**Consignes**:
A) Réécrivez le passage du texte sur l'atelier d'écriture situé entre « Trop d’écrivains en » et « visualiser avant d’écrire. », bornes incluses, en remplaçant « lecteur » par « public ».
B) Résumez en trois phrases le texte sur l'atelier d'écriture.
C) Prolongez le texte sur l'atelier d'écriture à partir de sa dernière phrase.

**Extrait présenté**:
········

Atelier d’écriture du jeudi 8 avril 2021 Quand Stephen s’en mêle….

Oui je sais, vous attendez la publication depuis samedi, mais  je l’avoue je n’ai pas me reconnecter avant ce soir … J’avais besoin d’une trêve de connexion, une fin de semaine libre d’ordinateur ou d’écran de toutes sortes, alors je reprends mon clavier d’ordinateur ce soir …Cette semaine, il était question de description… voyons ce que nous en dit Stephen King . Au passage, j’aime Stephen King parce que d’un côté il démystifie le travail de l’écrivain qui est surtout un travail avec ce que cela comporte d’exigences et de compétences, mais il nous montre également très bien à quel point c’est un JEU de création dans lequel on se fait plaisir en même temps qu’au lecteur . Mais comme je ne suis pas Stephen King je le laisse dire ce qu’il a à nous dire sur la description beaucoup mieux que moi , après quoi je publierai le texte de…Sardine !

 »

Visualisez avant d’écrire ( Stephen King)

Trop d’écrivains en herbe ont le sentiment de devoir assumer tout le travail de représentation, devenant ainsi les yeux du lecteur. Ce n’est pas le cas. Utilisez des verbes vivants, évitez la voix passive, les clichés, soyez précis, élégant, laissez de côté les mots inutiles. La plupart de ces règles, et des centaines d’autres que je ne précise pas, s’installeront d’elles-mêmes si vous tenez deux promesses : la première est de ne pas insulter la vision propre du lecteur la deuxième est de tout visualiser avant d’écrire.

Cette dernière promesse peut vous amener à écrire plus lentement que d’habitude, notamment pour passer des idées (« c’était une vieille maison sinistre ») aux représentations. Quant à la première, elle nécessitera davantage de réécritures minutieuses en cas d’usage excessif de descriptions. Que cela vous plaise ou non, vous devrez couper, et vous concentrer sur l’essentiel.

········

**Documents fournis**:
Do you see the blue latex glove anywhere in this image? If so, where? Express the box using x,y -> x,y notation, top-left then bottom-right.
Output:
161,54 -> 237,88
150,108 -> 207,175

········

**Réponses attendues**:
A)
Trop d’écrivains en herbe ont le sentiment de devoir assumer tout le travail de représentation, devenant ainsi les yeux du public. Ce n’est pas le cas. Utilisez des verbes vivants, évitez la voix passive, les clichés, soyez précis, élégant, laissez de côté les mots inutiles. La plupart de ces règles, et des centaines d’autres que je ne précise pas, s’installeront d’elles-mêmes si vous tenez deux promesses : la première est de ne pas insulter la vision propre du public la deuxième est de tout visualiser avant d’écrire.

B) Après une fin de semaine loin des écrans, la personne qui anime l'atelier annonce le thème de la semaine, la description, et laisse la parole à Stephen King, qu'elle apprécie parce qu'il présente l'écriture à la fois comme un travail exigeant et comme un jeu de création. Selon King, les écrivains débutants n'ont pas à devenir les yeux du lecteur, et la plupart des règles de style s'imposent d'elles-mêmes si l'on tient deux promesses : ne pas insulter la vision propre du lecteur et tout visualiser avant d'écrire. La seconde promesse peut ralentir l'écriture, la première exige des réécritures minutieuses en cas d'excès de descriptions, et il faudra couper pour se concentrer sur l'essentiel.

C)
Imaginons que vous vouliez décrire (et de ce fait en créer une image) une grande ville un jour de pluie, et faire ressentir une atmosphère maussade. Fermez les yeux et tentez désormais de visualiser cette ville, cette pluie, cette atmosphère. Vous avez ouvert les yeux trop vite. Réessayez, 30 secondes, peut-être même une minute. Qu’avez-vous vu ? Une ligne d’horizon ? Des immeubles ? Une vue aérienne ? Le ciel était-il clair ou menaçant ? Avez-vous vu des gens ? Des hommes qui tenaient leur chapeau, penchés en avant, le manteau gonflé par le vent ? Des femmes qui tenaient des parapluies ? Des taxis roulant dans des flaques d’eau ? Ces descriptions sont excellentes, elles sont les témoins d’un travail sur l’image.

Mais maintenant supposons que vous précisiez votre vision, que vous posiez votre regard sur un coin de rue de cette ville grise, pluvieuse et lugubre. Il est 15 heures et il pleut des hallebardes, regardez donc ! Sans compter que nous sommes un lundi, quelle poisse. Fermez les yeux de nouveau, cette fois une minute entière, et visualisez ce qui se passe sur ce coin de rue. Avez-vous vu le bus qui a éclaboussé une passante ? Les visages des gens qui traversent avec indifférence ou cachés derrière leur journal ? La publicité à l’arrière du bus, rendue floue par les gouttes de pluie ? Avez-vous vu l’auvent de la petite épicerie de l’autre côté de la rue, d’où coulaient des filets d’eau de pluie ? Avez-vous entendu l’eau jaillir dans les égouts ? Et quand les voitures freinaient devant le feu rouge, avez-vous vu la lumière de leurs feux arrière se réfléchir sur le pavé ?

Certaines de ces scènes peut-être, mais certainement pas toutes. Vous avez peut-être vu d’autres scènes, tout aussi intéressantes, peut-être même des bribes d’une possible intrigue dans ces images, un homme qui courrait sous la pluie, qui jetait un œil par-dessus son épaule, ou un enfant en ciré jaune, poussé brutalement dans une voiture, ou peut-être avez-vous juste des images. Mais croyez-le : si vous tenez une image, vous pouvez la coucher sur le papier. Si vous en doutez, essayez d’écrire immédiatement ce que vous venez de voir. Vous connaissez ce sentiment : écrire c’est revivre, et en écrivant, l’image vous sera de plus en plus précise, et belle par sa précision.

Rédigez un paragraphe, Rédigez-en deux. Ensuite créez un personnage qui vivra ce lundi pluvieux. Ou, si un semblant d’intrigue s’est dessiné devant vos yeux, courez-lui après avant qu’il ne s’efface. Suivez l’homme qui court, ou entrez dans la voiture pour découvrir qui a poussé l’enfant et pourquoi. Vous en avez la capacité si vous ouvrez votre troisième œil complètement.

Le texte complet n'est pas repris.